Friedrich had spent an evening and morning in writing to Lord Acton on the Papal system as developed in the Draft Decree on the Church, and in expressing his fears that the bishops would not see through it, when a piece of news reached him, which though at ordinary times it would scarcely have been talked of in Rome, just then caused some excitement (p. 143). It was, as he relates, to the effect that Audu, Patriarch of Babylon, after having spoken in opposition to the Curia, had, as we have seen (page 107 of this edition), been sent for at night by the Pope, who allowed no witness of the interview but Valerga, the so-called Patriarch of Jerusalem, who, however, as Vitelleschi says, was, previous to his elevation, simply a Roman ecclesiastic. Valerga acted as interpreter. The Pope raged, commanded the weak old man to resign his patriarchate, forced a pen into his hand, and ceased not storming till it was done. Then, to give practical effect to the resignation, two bishops, not chosen by Audu, were appointed, and he must consecrate them.[323] Such was the tale. Friedrich took it as a sample of infallibility in practice even before the Council had sanctioned it in theory. In itself, the story would seem very improbable in London, but not at all so in Constantinople or Rome. In the latter city the reputation of Pius IX is high for fits of rage, in which his best friends are treated like lackeys. Liverani, who over and over again calls him an angel, tells nevertheless several stories of conduct to those about him which, if they could be told of an English squire, would not get him the name of angel from his stewards and bailiffs. Even the all but adoring editor of the Speeches gives a specimen which evidently hammered a deep dint into his Neapolitan sensibilities. If the tales are true, the rage passes away, giving place to habitual jocoseness.

Supplied information:
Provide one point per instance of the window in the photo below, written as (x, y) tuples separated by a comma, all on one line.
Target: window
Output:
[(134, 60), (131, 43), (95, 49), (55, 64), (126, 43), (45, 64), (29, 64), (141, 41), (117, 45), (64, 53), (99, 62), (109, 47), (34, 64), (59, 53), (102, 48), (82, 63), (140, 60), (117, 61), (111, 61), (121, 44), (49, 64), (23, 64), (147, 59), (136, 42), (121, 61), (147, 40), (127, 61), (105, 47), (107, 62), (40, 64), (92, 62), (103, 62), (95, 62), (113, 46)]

What is being asked:
Pick up the passage about Pius IX and the Patriarch of Babylon after its last sentence and continue it. The listing is separate material from the text about Pius IX and Patriarch Audu.

Output:
Vitelleschi says that an alternative was set before the Chaldean Patriarch—either he must submit to the Pope's authority as to certain appointments, or resign. Being reduced to this extremity by his imperious brother, the poor old man did resign, and the event "created a great sensation." To the Roman nobleman the scene presented no improbability. He does not even hint that it is a rare specimen of the tranquil waters which lie behind St. Peter's Rock. The noise made by the rumours forced even so great a person as M. Veuillot to take notice of them. His usual style of contradiction is very striking, and perhaps instructive. He will spend, it may be, pages in making somebody, who has said something, look extremely ridiculous; but, at the end, you wonder what he has contradicted. On the present occasion, however, M. Veuillot did stoop to particulars. First, he says that the Patriarch had himself chosen two bishops, but after the Pope had approved of them, he refused to consecrate them. This is in direct contradiction of a statement, on the other side, that the Propaganda had chosen the two bishops in question and that the Patriarch refused to consecrate them. The latter version gives a clear cause of dispute, whereas that of M. Veuillot leaves the resistance of the Patriarch, as he himself says, inexplicable. But as to what took place, his account is this:—

The Pope called the Patriarch into his cabinet, and told him to consecrate the two suffragans in twenty-four hours, or to sign his resignation. The Patriarch asked for a delay of three days, then of two days. The Pope was inflexible; he required that the Patriarch should forthwith sign the engagement to obey. The Patriarch took a pen, and began to write; but he stopped, saying that the pen would not go. The Pope presented him with a penknife. The Patriarch of Jerusalem, who acted as interpreter, mended the pen. The Chaldean Patriarch resisted no further. He wrote the engagement to consecrate the two bishops, or to abdicate in twenty-four hours, and pushed his precision so far as to affix the date—half-past seven in the evening. The next morning he performed the consecration.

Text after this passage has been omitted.